Request —
Write out the entries below once more, exactly, with the pictures left out.

Dataset —
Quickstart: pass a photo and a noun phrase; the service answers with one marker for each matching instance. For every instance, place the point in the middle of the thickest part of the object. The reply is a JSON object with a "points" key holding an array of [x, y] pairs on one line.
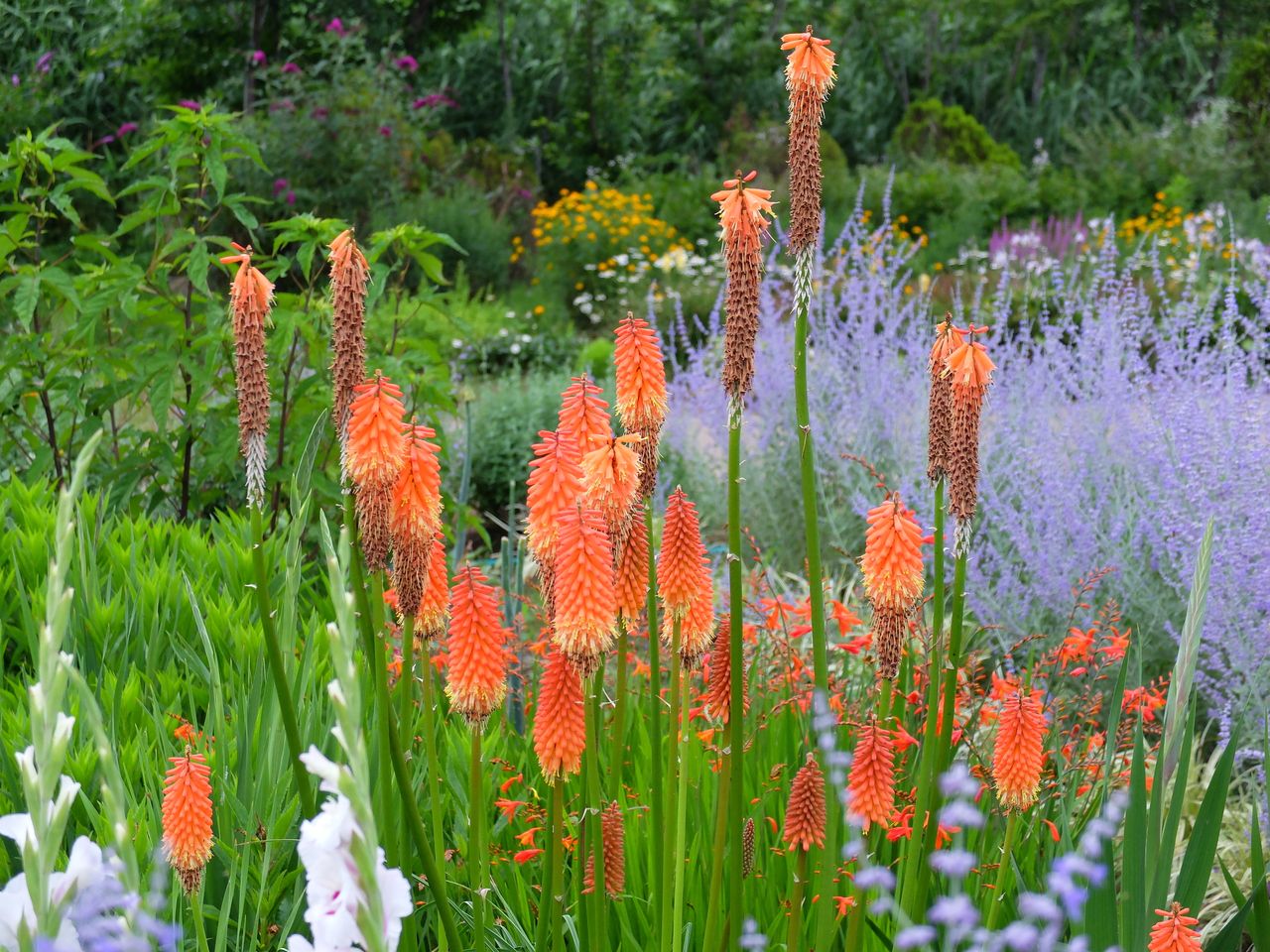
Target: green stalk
{"points": [[795, 937], [1005, 873], [681, 873], [594, 839], [476, 839], [654, 720], [435, 779], [617, 766], [273, 652], [737, 714], [928, 789], [720, 846], [432, 870], [558, 867], [674, 860]]}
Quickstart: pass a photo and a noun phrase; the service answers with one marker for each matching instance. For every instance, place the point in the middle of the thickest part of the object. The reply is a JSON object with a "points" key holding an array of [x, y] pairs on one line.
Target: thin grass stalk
{"points": [[593, 839], [476, 839], [432, 870], [912, 889], [558, 867], [681, 873], [273, 652], [720, 846], [674, 858], [434, 779], [737, 714], [654, 720]]}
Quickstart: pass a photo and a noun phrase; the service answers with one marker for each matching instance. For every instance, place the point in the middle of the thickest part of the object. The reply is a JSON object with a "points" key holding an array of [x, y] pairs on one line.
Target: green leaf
{"points": [[1198, 862], [197, 266], [27, 296]]}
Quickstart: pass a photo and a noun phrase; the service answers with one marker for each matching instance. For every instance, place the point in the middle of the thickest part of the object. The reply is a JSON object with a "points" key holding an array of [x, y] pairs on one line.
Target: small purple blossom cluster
{"points": [[1120, 421]]}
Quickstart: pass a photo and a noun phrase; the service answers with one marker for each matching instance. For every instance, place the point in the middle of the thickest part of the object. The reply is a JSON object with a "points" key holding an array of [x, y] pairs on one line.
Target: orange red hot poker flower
{"points": [[585, 602], [187, 817], [250, 298], [476, 675], [1019, 754]]}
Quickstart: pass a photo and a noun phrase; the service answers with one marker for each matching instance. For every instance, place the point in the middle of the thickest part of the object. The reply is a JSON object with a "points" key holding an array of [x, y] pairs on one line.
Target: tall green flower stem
{"points": [[432, 870], [654, 721], [476, 839], [674, 857], [720, 846], [593, 838], [616, 767], [737, 707], [435, 777], [912, 889], [1005, 873], [273, 652]]}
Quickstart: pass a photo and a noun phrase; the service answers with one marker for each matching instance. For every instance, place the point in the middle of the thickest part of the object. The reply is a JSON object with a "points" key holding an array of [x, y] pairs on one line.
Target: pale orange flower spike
{"points": [[804, 816], [476, 674], [585, 602], [559, 720], [1019, 756], [416, 517], [1174, 932], [584, 416], [871, 785], [250, 298], [187, 817]]}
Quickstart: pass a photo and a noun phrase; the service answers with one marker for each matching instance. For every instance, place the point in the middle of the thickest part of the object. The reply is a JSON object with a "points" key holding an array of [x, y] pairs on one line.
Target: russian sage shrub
{"points": [[1124, 416]]}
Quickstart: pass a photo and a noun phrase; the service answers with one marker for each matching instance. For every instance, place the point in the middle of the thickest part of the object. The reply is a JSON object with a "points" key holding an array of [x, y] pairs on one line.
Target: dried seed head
{"points": [[585, 603], [476, 675], [940, 424], [871, 785], [187, 817], [1019, 756], [743, 214], [719, 685], [804, 816], [631, 579], [250, 298], [559, 721], [808, 77], [1174, 932], [348, 277]]}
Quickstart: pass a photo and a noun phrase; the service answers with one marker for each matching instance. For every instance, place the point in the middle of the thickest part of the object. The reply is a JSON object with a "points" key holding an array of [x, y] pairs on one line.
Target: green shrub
{"points": [[931, 130]]}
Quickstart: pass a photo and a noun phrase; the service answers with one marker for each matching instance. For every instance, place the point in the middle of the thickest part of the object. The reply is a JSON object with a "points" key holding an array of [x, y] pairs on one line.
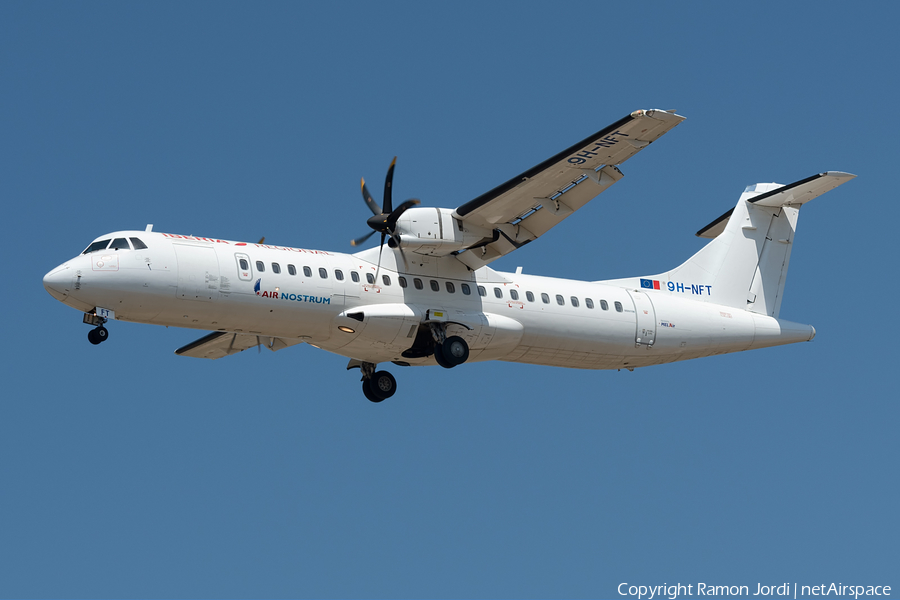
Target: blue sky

Task response —
Quickstart: pass a photo and a noun phrase; the service answers with one marker for each matching instance. For every instance, place the point in the middle of the thickest part of the object. The reply is a JSON object with a "points" key holding an array of [x, y] pairs on one line.
Target: green stalk
{"points": [[795, 937], [1005, 873], [681, 873], [594, 839], [476, 839], [654, 720], [435, 779], [617, 766], [273, 652], [737, 714], [928, 789], [720, 846], [432, 870], [558, 867], [674, 860]]}
Quickstart: pass a photo and a noun phrase; the service answers with one marker for each matching instance. For every instance, place the point in the middle of the thickest part of the object. The reply is a JSON object with a "points" key holding an array of [x, y] pairs on one line.
Target: thin grass stalk
{"points": [[593, 839], [476, 839], [432, 870], [912, 889], [558, 867], [681, 873], [273, 652], [720, 846], [674, 858], [434, 779], [737, 714], [654, 720]]}
Quickstart: pass a photo and a noun phrase; the service answers with one marker for each matching instance. For every instance, place the point in the middle of the thickest part of the object. The reply is a JSON object with a "points" key holding an array of [x, y] pairs on one line.
Target: green leaf
{"points": [[1198, 862], [197, 266], [27, 296]]}
Quickstart: pass a photo and a noun phrase; the service answers with one marker for each matching instance. For every instance, place the point in the middle of the thickest part of the object. The reply is a JSON object with a "points" key holding an array of [x, y] pairs on one line.
Target: small purple blossom cluster
{"points": [[1120, 421]]}
Quickstart: pass a photo and a noun phrase; the service answers with one marker for each matching instance. For every instance, place the point in the middle of the thickest part of the object. The reply is a JSON object with a "points" key holding an array of [x, y] pairs on one line.
Target: orange red hot poker flower
{"points": [[585, 602], [187, 817], [250, 298], [476, 675], [1019, 754]]}
Quickstart: pass a photo and a noun phrase; the service answers with one marker for each matching instance. For every instance, place the point in the middle of the thickest part of the object. The reply is a JSON object with a "points" key holding an array of [x, y] pairs on one line.
Target: tall green flower stem
{"points": [[432, 870], [654, 721], [476, 839], [674, 857], [720, 846], [593, 838], [616, 767], [737, 707], [435, 777], [912, 889], [1005, 873], [273, 652]]}
Quickstart: pass a photo and a noun phrase; the service answers with one marker for each matching instance. For every instance, place the point in the middle of the thickest part of the object. The reply is a JSON object with a "points" key holding an array of [x, y] pairs on one line.
Target: pale orange flower spike
{"points": [[804, 816], [476, 674], [585, 602], [559, 720], [1019, 756], [416, 517], [1174, 932], [584, 416], [871, 785], [250, 298], [187, 817]]}
Quickstart: pass a photo and a noun phrase; the service answers with one marker for each matching instance. For every instance, place the point in the middle of the thickest part of the object. The reply is a JSON object with a "points" key holding an array of [x, y] pairs on one line.
Target: russian sage shrub
{"points": [[1124, 416]]}
Quickstart: pass a photo and a noun phrase; the service answers with one marker for each matching instance. For every instance, place the point in the middle of the thickest part of the object. The reply is a JSON object with a "points" key holding an array of [x, y] pairs on one line.
Target: dried seed head
{"points": [[585, 603], [476, 675], [940, 424], [871, 785], [187, 817], [1019, 756], [743, 214], [719, 685], [804, 816], [631, 579], [250, 298], [559, 721], [808, 77], [1174, 932], [348, 277]]}
Quickstart: pass a photo and a noun phrase; the service answers with one marker for each matching instance. For every instance, place the point in the middle of the thickest part of the object. The reply is a JSON object with a "points" key holding an array of [x, y] pairs on one line.
Target: green shrub
{"points": [[931, 130]]}
Quickstart: pass a photo and a noun phrase; the service answers with one marker for each matching instance. For every instance, place the point in the middle of the thickest part of the object. The reply is a JSON object with a "points" key holding an array of [x, y] pairs on one line.
Target: blue sky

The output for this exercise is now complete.